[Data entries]
· · · · · · ·

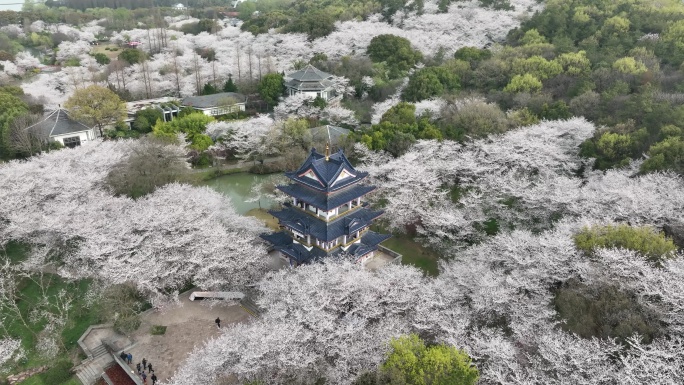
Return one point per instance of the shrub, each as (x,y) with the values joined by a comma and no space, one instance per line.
(59,373)
(153,165)
(603,311)
(411,361)
(122,303)
(158,330)
(647,241)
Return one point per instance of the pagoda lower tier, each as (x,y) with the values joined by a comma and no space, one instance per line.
(300,253)
(309,228)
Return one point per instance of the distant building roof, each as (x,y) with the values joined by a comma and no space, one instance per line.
(328,134)
(325,202)
(58,122)
(309,74)
(309,79)
(215,100)
(137,105)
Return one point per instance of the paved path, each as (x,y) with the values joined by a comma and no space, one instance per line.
(188,325)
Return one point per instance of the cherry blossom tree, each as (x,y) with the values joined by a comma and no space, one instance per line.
(8,349)
(329,320)
(176,234)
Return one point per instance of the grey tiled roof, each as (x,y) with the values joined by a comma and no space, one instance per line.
(324,201)
(329,134)
(215,100)
(325,231)
(326,172)
(58,122)
(309,73)
(309,79)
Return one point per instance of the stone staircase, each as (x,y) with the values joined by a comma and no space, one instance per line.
(250,306)
(91,369)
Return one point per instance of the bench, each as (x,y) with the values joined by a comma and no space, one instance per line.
(216,294)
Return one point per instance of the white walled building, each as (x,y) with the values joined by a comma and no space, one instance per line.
(58,126)
(216,104)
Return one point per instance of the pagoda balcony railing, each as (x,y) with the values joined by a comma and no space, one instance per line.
(350,240)
(343,210)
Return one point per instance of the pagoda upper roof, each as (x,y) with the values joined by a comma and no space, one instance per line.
(326,174)
(306,224)
(326,202)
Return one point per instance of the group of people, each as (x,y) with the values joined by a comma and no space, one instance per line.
(141,367)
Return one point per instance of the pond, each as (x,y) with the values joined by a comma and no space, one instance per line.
(237,187)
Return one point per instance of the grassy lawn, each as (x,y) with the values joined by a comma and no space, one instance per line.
(30,291)
(413,253)
(263,215)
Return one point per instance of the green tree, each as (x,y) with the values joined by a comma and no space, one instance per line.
(439,364)
(574,63)
(101,58)
(472,55)
(524,83)
(229,86)
(613,149)
(96,106)
(209,89)
(428,82)
(536,66)
(271,87)
(665,155)
(11,107)
(604,311)
(532,37)
(151,164)
(645,240)
(192,125)
(423,84)
(146,118)
(629,66)
(315,24)
(395,51)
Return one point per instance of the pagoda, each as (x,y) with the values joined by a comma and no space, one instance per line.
(326,216)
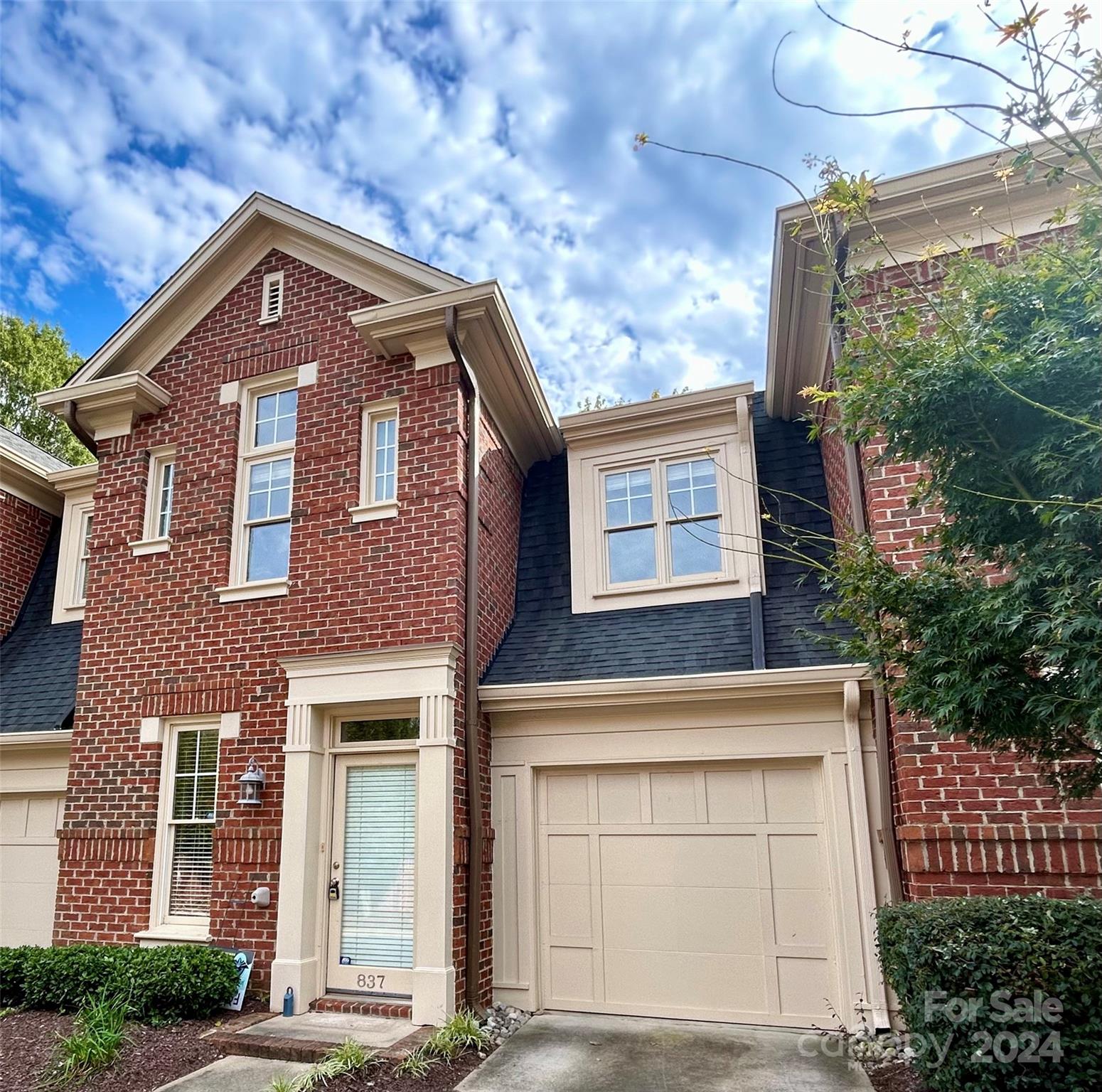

· · · · · · ·

Instructions for the task: Reproduce every one of the items above verbatim, line for line, omitting the pictures from your output.

Response to the task:
Return one point per instance of the shrub, each as (x,y) with the values joined by a comma and no space, one instance per line.
(59,373)
(153,165)
(603,311)
(411,361)
(122,303)
(158,330)
(647,241)
Return one point per instance of the pagoda lower tier, each as (x,y) with the values joined by a comma and no space, one instance per line.
(300,253)
(309,228)
Return one point per instance of the distant building roof, each as (x,y) with the values joined by a comma and no space, one instance per line.
(328,134)
(325,202)
(58,122)
(309,74)
(309,79)
(215,100)
(137,105)
Return one point per instance of the paved path, each as (x,y) with the values joined by a comma and no space, one instance per line.
(188,325)
Return one point per instance of the cherry blossom tree, each as (x,y) with the values joined by a comma and no space, one instance per line.
(8,349)
(329,320)
(176,234)
Return one point per instance of the grey tiled roof, each as (x,y) with the values joined by a comma and no space, one instance per line.
(324,201)
(329,134)
(215,100)
(325,231)
(326,172)
(58,122)
(309,73)
(309,79)
Return one point per instance of the stone staircase, each as (x,y) with the values joined by a comma and no space, one instance per line.
(250,306)
(91,369)
Return one point per instance of the bench, each as (x,y) with the values joined by a comma and no space, one instance per line.
(216,294)
Return one point per instance of the white walled building, each as (x,y) with the values joined by a comma and no space, one instance per line.
(58,126)
(216,104)
Return one point per instance of the pagoda balcony railing, each as (x,y) with the values joined by a comma and no space, one instance per line.
(350,240)
(343,210)
Return one point per instance of the pagoda upper roof, each as (x,y) with the values joined by a comma and no space, one instance per line.
(326,174)
(306,224)
(326,202)
Return one point per instance of the group of people, each as (x,y) with the values joined by a comma and no space, one instance per line.
(141,367)
Return one point per instance of the pond, each as (x,y) with the values joined by a comma and no space, one instance per line.
(237,187)
Return one point per instance of the grassy lawn, each as (x,y) with the values joined by a comma and no space, one instance per line.
(30,291)
(413,253)
(263,215)
Return one point per instance of the green tree, each as (x,y) with the values joined by a comma and no space, one instance per line.
(439,364)
(574,63)
(101,58)
(472,55)
(524,83)
(229,86)
(613,149)
(96,106)
(209,89)
(428,82)
(536,66)
(271,87)
(665,155)
(11,107)
(604,311)
(532,37)
(151,164)
(645,240)
(192,125)
(423,84)
(146,118)
(629,66)
(315,24)
(395,51)
Return one point per instance of the pagoda, each as (x,y) with the values joined by a comma and no space, one instance per line.
(326,216)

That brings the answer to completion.